## Provided material
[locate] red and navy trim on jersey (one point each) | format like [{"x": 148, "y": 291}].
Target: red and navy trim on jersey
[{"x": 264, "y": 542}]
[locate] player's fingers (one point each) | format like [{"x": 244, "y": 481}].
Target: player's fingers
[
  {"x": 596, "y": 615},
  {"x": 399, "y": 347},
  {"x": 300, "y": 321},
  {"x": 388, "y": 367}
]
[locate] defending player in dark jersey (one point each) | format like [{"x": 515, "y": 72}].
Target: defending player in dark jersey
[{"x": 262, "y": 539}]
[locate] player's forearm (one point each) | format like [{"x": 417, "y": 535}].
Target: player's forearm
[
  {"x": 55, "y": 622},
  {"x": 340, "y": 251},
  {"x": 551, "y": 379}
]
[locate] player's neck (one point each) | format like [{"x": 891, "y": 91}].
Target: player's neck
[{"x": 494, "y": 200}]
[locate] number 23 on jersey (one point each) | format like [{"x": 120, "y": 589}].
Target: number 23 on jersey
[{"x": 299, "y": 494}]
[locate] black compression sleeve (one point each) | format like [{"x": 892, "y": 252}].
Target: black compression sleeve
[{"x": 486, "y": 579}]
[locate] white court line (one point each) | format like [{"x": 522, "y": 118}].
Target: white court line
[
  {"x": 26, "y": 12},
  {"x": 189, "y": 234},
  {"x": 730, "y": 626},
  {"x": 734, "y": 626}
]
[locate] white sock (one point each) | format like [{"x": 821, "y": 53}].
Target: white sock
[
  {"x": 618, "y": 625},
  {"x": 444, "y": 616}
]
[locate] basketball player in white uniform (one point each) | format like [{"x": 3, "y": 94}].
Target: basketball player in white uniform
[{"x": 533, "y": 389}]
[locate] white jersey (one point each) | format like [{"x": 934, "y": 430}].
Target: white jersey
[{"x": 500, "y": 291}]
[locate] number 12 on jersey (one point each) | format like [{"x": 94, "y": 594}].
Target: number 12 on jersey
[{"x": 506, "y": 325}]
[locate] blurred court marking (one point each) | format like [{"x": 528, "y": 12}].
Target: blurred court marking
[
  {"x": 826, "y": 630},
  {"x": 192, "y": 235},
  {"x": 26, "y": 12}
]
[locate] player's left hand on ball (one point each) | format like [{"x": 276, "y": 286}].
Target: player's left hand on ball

## Exercise
Your answer should hold exactly the lines from the one containing "Target: black compression sleeve" through the end of the entries above, and nothing else.

## Solution
Target: black compression sleeve
[{"x": 486, "y": 579}]
[locate] white court line (one point each) | format like [{"x": 522, "y": 118}].
Target: white court line
[
  {"x": 26, "y": 12},
  {"x": 189, "y": 234},
  {"x": 730, "y": 626},
  {"x": 734, "y": 626}
]
[locate] white sock (one point each) | format like [{"x": 821, "y": 53}].
Target: white sock
[
  {"x": 618, "y": 625},
  {"x": 444, "y": 616}
]
[locate] basketball player in white uniform (one point each) | format like [{"x": 3, "y": 94}].
Target: basketball player in white uniform
[{"x": 533, "y": 389}]
[locate] white jersey (one point each) | format like [{"x": 934, "y": 430}].
Target: white jersey
[{"x": 500, "y": 291}]
[locate] number 12 on jersey (one point each) | format like [{"x": 94, "y": 594}].
Target: number 12 on jersey
[{"x": 506, "y": 325}]
[locate] blurred court marking (one point each) | format like [{"x": 528, "y": 12}].
Target: blurred court marking
[
  {"x": 826, "y": 630},
  {"x": 192, "y": 235},
  {"x": 26, "y": 12}
]
[locate] player's left hand on ball (one point each) | format like [{"x": 276, "y": 286}].
Target: player's left hand on ball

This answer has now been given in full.